» **WHAT YOU WILL DO**:
Everything from the line with "Annotation pass 2 — re-examine this image for any chrome" to the end of the data is to be retyped exactly, and nothing else.

*** Opening RECORDS FOR THE TASK ***

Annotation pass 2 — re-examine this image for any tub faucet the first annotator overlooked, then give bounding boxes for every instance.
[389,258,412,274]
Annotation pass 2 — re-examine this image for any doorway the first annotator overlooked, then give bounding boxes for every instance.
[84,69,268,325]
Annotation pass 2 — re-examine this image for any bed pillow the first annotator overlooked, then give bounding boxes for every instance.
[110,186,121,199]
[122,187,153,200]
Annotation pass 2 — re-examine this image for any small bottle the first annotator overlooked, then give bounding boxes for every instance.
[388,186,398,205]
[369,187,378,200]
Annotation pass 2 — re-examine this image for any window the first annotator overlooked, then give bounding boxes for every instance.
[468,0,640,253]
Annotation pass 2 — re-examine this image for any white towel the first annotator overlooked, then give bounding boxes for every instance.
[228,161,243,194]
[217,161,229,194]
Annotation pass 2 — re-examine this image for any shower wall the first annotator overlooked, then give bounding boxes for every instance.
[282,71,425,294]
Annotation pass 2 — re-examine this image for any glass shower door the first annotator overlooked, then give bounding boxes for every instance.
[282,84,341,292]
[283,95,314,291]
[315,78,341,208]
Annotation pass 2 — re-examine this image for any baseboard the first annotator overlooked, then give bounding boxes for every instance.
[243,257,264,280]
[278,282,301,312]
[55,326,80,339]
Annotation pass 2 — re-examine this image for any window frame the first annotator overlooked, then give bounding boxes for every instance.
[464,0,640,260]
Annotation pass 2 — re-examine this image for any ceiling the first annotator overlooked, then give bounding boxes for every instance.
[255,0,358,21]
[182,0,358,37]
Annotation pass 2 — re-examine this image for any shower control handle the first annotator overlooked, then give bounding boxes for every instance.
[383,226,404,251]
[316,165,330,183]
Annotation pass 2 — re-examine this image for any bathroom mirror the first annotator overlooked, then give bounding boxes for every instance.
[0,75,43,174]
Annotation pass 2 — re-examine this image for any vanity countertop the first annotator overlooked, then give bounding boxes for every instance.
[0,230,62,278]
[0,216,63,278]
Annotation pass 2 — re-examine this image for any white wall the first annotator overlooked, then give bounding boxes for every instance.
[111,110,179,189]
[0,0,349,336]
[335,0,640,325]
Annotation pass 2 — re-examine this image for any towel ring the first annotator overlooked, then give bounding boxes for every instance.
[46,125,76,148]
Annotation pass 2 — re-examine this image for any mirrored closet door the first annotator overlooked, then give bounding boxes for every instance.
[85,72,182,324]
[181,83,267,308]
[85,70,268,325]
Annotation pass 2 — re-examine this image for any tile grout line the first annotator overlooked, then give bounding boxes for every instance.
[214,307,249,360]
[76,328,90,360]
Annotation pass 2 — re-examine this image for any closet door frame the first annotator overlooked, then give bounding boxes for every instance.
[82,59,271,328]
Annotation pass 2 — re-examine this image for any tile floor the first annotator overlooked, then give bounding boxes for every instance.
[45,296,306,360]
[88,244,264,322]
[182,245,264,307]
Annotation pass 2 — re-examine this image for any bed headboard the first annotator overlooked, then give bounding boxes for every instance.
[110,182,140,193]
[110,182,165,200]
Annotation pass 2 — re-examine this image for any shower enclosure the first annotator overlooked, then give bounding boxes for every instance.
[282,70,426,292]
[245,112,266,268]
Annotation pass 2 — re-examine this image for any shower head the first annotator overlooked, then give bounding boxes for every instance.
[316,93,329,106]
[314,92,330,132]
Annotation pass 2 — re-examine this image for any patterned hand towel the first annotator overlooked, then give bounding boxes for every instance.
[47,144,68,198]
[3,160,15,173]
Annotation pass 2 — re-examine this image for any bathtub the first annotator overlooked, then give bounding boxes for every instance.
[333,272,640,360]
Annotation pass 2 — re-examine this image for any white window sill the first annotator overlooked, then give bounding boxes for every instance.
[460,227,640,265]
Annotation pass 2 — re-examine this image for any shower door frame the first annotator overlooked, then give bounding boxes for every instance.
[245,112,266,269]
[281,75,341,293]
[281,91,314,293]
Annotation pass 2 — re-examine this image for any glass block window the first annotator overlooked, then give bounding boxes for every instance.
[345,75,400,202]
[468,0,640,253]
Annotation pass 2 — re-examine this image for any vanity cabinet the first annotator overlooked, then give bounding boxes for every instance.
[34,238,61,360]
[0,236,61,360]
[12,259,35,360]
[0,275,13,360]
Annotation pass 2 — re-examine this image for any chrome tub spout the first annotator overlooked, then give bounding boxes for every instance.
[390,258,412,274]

*** Closing RECORDS FOR THE TASK ***

» **TASK OUTPUT**:
Annotation pass 2 — re-examine this image for any chrome tub spout the first annotator overlooked, then give bounding boxes for every instance.
[390,258,412,274]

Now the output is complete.